▶ _Exercise requirements_: Reproduce every line of the following records verbatim, omitting the picture.

▶ _Dataset records_:

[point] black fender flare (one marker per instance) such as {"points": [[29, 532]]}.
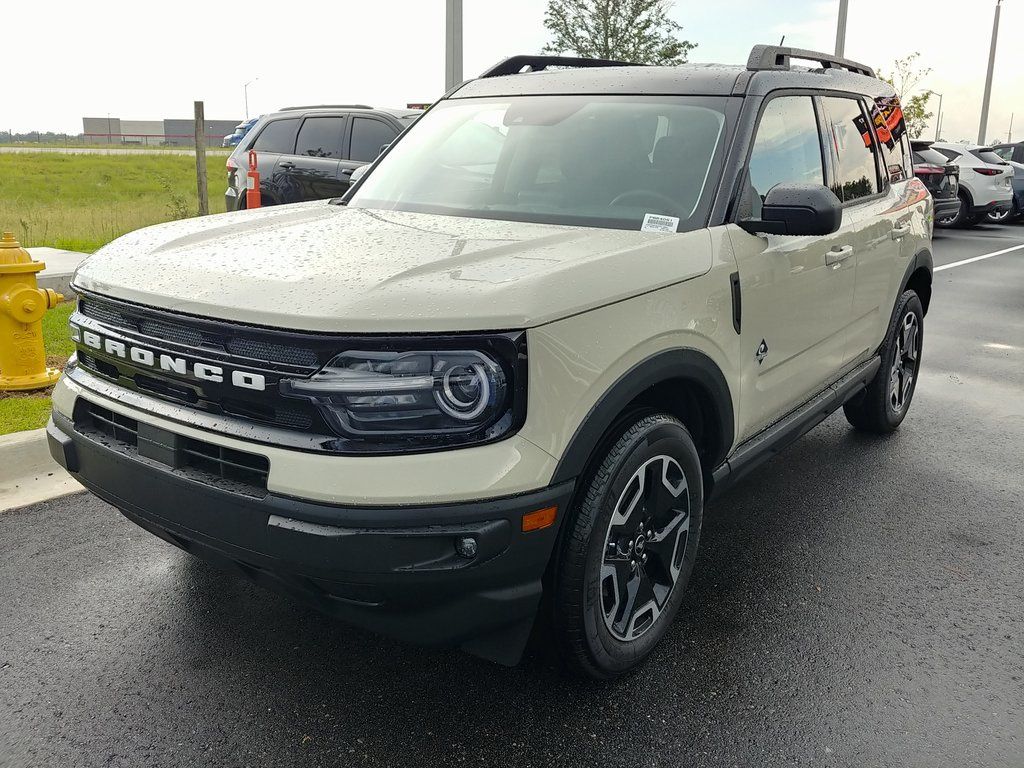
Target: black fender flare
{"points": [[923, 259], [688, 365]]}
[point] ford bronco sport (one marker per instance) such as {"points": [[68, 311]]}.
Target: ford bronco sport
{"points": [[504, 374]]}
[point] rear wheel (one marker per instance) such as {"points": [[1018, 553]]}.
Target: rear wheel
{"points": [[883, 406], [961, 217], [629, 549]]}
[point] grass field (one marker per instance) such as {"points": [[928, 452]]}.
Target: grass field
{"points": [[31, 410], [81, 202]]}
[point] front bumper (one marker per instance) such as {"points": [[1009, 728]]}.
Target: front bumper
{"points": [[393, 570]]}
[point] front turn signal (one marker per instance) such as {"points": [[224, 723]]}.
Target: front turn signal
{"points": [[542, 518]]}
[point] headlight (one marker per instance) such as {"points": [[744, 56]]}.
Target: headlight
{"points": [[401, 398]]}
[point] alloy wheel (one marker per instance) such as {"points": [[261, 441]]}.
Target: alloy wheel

▶ _The solution_:
[point] black fender flare (one marker per instance) such as {"points": [[29, 532]]}.
Target: black fender flare
{"points": [[923, 259], [688, 365]]}
[point] ford bronco sport (one marker per instance) such as {"points": [[68, 311]]}.
Target: ford bronco sport
{"points": [[504, 374]]}
[point] rear wheel (one marker per instance) such as {"points": [[1018, 553]]}.
Target: rear wheel
{"points": [[883, 406], [961, 217], [629, 549]]}
[point] grass field (one marker per instance) such as {"points": [[928, 452]]}.
Target: grass field
{"points": [[31, 410], [81, 202]]}
[point] front bumper (one marker per instance) such as {"points": [[1009, 728]]}.
Target: front bumper
{"points": [[393, 570]]}
[point] front turn signal (one marker per instance) such as {"points": [[224, 723]]}.
Target: front turn signal
{"points": [[542, 518]]}
[point] headlight (one marker per instance) such as {"points": [[744, 56]]}.
Target: headlight
{"points": [[401, 398]]}
[point] alloy wheel (one marker per instance) such as {"points": [[261, 441]]}.
Target: alloy wheel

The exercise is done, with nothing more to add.